--- EXCERTO DA PÁGINA ---

É, especialmente, no “Livro do Desassossego”, considerado uma das grandes
obras de literatura mundial do século XX, que Bernardo Soares (semi-heterónimo de
Pessoa) retrata a sua faceta de “empregado do comércio”.
O mesmo artigo do “Jornal de Notícias” sublinha com certa curiosidade:
“Será a figura de Bernardo Soares a verdadeira imagem do Guarda-Livros
e a deste a do antecessor do Técnico Oficial de Contas, profissional a quem
já não se associa a pena comercial e a letra francesa, desenhada, mas antes
o informático Excel e outras folhas de cálculo?”.
A mencionada revista “Focus” apresenta a
figura do Bilhete de Identidade (ver figura),
emitido em 28 de Agosto de 1928, que
reproduzimos, registando o nascimento em
Lisboa em 13 de Junho de 1888.

---

-- LISTA DE TAREFAS --
(a) No excerto sobre Bernardo Soares, em que data foi emitido o Bilhete de Identidade apresentado pela revista "Focus"?
(b) Prossiga o texto sobre Bernardo Soares e o "Livro do Desassossego", começando logo depois da última frase apresentada.

--- LISTAGEM DE DADOS ---

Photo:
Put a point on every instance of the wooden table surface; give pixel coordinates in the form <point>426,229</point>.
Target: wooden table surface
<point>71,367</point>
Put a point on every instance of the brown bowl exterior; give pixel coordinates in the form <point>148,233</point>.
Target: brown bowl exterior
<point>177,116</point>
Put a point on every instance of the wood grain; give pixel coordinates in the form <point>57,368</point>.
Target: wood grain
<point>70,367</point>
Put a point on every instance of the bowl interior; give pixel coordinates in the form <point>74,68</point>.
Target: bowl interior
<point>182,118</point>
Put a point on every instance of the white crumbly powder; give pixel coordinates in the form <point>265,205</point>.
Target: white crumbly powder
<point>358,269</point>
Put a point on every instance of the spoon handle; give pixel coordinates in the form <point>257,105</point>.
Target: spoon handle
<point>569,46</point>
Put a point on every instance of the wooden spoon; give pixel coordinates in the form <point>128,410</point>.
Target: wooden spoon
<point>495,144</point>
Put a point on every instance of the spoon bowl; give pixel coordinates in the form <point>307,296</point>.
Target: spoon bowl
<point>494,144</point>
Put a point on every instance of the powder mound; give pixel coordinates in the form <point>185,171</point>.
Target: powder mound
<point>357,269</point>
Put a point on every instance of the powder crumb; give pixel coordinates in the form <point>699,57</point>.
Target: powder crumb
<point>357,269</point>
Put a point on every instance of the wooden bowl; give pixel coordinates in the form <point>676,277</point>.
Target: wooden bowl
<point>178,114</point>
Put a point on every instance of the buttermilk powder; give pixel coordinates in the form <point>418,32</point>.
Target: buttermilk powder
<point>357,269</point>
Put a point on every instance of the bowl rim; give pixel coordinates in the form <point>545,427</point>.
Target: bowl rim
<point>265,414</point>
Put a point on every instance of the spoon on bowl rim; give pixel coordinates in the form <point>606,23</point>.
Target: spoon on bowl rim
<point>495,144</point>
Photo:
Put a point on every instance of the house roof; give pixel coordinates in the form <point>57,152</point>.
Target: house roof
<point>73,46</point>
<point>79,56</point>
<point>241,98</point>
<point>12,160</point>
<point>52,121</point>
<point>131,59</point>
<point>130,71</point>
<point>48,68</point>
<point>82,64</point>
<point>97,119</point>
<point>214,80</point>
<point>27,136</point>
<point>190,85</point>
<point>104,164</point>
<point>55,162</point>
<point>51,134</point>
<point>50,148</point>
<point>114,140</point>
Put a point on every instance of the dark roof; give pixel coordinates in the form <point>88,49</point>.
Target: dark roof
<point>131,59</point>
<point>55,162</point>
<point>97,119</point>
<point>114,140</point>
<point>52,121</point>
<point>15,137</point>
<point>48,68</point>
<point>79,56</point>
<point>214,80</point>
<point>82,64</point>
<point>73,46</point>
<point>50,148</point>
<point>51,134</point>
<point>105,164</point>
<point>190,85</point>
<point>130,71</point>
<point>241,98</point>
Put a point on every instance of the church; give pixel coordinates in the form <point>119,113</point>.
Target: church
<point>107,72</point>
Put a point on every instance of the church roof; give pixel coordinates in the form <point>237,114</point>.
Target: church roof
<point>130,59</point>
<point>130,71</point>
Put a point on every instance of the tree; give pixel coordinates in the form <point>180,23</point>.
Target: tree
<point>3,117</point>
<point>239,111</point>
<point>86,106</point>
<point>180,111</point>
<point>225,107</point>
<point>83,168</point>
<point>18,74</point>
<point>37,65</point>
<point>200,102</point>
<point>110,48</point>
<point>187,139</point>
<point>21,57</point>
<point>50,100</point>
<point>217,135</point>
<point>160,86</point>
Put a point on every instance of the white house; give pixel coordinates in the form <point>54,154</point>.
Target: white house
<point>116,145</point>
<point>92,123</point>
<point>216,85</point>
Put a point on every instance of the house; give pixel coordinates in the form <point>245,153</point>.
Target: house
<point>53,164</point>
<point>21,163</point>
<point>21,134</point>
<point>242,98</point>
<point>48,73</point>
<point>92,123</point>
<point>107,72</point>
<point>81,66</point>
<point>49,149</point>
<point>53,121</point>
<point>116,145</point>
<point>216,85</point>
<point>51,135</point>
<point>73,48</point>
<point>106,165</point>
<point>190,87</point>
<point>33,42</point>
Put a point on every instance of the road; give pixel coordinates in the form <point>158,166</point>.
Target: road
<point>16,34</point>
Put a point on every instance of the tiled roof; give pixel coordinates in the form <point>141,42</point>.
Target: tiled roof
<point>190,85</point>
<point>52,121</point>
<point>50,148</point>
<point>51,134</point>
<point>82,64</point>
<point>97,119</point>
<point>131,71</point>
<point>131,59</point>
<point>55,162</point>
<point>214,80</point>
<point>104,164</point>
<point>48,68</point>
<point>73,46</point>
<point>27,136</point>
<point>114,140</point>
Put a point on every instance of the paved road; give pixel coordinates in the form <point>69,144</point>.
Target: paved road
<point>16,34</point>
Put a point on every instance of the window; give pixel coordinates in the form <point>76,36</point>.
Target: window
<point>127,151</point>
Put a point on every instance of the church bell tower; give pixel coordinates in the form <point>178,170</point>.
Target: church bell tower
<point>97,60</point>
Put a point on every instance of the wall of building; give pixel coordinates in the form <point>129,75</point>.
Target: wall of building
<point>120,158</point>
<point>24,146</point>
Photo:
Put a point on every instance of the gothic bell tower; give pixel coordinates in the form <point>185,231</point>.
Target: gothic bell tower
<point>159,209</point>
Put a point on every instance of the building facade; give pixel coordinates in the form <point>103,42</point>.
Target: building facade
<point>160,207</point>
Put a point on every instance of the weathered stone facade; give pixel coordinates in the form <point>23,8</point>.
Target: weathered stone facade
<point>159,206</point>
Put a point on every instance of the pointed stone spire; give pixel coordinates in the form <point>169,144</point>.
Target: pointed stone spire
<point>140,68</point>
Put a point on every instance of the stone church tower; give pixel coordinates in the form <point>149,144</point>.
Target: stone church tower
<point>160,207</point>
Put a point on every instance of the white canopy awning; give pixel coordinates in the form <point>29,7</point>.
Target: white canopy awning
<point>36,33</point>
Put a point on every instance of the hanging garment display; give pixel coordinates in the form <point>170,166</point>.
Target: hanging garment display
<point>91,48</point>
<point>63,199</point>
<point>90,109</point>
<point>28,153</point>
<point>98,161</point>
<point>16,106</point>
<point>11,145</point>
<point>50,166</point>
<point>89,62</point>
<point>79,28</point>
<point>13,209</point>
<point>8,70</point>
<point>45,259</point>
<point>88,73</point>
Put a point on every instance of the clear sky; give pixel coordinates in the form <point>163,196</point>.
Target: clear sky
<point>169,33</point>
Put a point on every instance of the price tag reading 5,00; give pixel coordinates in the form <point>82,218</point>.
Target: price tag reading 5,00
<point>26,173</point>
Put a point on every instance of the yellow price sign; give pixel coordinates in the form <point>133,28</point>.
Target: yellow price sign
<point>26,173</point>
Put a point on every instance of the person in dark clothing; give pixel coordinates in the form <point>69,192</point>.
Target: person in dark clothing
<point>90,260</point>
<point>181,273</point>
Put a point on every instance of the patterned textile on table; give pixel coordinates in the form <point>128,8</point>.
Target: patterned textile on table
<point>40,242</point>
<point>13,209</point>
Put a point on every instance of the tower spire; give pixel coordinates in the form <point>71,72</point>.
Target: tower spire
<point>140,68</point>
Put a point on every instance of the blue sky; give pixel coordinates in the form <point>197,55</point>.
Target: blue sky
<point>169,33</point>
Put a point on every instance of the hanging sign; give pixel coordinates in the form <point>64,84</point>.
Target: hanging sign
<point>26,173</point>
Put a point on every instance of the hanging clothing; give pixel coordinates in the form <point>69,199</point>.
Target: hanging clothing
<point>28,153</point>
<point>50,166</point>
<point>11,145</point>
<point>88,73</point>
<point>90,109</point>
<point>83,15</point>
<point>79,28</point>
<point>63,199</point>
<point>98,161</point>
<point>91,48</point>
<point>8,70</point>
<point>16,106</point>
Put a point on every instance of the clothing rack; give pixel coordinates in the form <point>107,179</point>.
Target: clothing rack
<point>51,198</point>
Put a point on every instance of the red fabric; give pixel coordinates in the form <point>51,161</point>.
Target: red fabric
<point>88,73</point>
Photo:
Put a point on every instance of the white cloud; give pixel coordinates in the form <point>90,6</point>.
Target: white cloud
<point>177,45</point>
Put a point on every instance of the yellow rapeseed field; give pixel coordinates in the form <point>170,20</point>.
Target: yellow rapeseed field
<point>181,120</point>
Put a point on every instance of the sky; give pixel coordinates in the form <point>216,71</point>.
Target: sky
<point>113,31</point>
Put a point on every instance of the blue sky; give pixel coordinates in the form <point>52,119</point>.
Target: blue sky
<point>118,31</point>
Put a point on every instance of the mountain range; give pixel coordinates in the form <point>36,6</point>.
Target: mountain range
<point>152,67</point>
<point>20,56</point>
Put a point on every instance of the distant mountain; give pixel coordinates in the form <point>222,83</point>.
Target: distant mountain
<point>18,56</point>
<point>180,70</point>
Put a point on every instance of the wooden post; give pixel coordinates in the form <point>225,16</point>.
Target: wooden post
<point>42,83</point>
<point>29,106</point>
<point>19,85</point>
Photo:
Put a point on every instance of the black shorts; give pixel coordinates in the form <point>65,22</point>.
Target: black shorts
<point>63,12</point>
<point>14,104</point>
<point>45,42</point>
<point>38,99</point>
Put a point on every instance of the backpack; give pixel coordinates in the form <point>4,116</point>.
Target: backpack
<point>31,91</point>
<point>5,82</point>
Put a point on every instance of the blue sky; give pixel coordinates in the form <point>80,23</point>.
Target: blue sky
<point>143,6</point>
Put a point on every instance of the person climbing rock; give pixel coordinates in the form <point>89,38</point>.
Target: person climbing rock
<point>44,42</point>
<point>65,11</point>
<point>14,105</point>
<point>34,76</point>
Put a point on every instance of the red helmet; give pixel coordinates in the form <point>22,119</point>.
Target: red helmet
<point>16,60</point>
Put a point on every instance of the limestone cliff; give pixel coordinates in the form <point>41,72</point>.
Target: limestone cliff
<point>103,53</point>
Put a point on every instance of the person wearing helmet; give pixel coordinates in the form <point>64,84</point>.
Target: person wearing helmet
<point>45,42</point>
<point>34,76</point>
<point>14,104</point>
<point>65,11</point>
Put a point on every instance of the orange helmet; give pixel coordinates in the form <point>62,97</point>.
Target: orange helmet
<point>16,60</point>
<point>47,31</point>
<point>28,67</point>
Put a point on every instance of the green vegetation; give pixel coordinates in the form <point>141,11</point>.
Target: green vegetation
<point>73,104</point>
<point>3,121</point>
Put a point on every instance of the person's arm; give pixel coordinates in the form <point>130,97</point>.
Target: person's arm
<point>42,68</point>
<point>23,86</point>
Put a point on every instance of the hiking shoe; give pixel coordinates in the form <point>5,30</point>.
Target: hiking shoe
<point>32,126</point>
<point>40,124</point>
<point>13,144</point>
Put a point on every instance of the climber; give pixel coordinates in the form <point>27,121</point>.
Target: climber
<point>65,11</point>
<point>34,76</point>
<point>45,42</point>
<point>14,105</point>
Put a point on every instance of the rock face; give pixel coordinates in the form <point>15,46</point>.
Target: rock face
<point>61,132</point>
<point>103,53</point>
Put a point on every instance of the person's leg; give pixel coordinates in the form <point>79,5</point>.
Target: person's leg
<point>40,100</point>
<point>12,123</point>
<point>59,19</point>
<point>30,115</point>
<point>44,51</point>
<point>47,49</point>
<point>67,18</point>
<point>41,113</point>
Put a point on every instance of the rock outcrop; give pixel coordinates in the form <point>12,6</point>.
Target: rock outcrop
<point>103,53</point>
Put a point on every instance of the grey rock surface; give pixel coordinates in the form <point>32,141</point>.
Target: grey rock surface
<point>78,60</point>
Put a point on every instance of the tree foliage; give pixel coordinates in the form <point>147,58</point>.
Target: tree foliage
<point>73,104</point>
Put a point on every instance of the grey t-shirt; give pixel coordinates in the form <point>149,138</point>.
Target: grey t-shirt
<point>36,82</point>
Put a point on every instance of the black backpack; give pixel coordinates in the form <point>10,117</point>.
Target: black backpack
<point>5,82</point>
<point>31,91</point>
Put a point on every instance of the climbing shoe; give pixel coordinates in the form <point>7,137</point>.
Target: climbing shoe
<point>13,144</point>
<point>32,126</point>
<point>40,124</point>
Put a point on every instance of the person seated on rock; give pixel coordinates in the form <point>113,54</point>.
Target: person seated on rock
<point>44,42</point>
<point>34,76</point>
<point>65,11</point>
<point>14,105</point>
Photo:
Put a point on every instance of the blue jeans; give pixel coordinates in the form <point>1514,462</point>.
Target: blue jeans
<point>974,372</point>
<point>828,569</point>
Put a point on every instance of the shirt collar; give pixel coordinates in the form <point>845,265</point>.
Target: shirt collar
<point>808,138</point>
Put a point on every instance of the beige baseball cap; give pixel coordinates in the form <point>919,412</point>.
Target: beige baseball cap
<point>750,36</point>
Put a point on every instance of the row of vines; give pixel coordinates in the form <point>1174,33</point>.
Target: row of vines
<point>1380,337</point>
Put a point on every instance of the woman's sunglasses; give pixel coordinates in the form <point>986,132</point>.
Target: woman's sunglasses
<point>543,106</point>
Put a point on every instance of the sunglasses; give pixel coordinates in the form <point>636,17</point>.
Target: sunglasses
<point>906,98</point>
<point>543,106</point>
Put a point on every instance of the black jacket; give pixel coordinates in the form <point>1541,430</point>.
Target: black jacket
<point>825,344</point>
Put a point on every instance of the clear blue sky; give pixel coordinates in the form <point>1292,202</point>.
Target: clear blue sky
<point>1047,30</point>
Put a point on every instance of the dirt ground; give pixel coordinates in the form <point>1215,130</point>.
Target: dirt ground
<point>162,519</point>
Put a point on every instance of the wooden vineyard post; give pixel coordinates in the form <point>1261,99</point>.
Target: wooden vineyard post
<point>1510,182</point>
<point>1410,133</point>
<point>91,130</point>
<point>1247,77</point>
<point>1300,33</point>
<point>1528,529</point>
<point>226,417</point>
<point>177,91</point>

---

-- RESULTADOS DAS TAREFAS --
(a) Foi emitido em 28 de Agosto de 1928.

(b)
Apesar de Pessoa ser muito conhecido nos
meios literários, é curioso notar o facto do bilhete de identidade referir como
profissão “empregado em comércio”, pois como é sublinhado nesse artigo, para
Pessoa poesia e literatura eram uma vocação, não uma profissão.
Esse texto, sublinha, ainda, que Pessoa efectuava escritas e traduções comerciais
em diversas firmas, sem horário fixo e as suas tentativas de se estabelecer por
conta própria falharam sempre.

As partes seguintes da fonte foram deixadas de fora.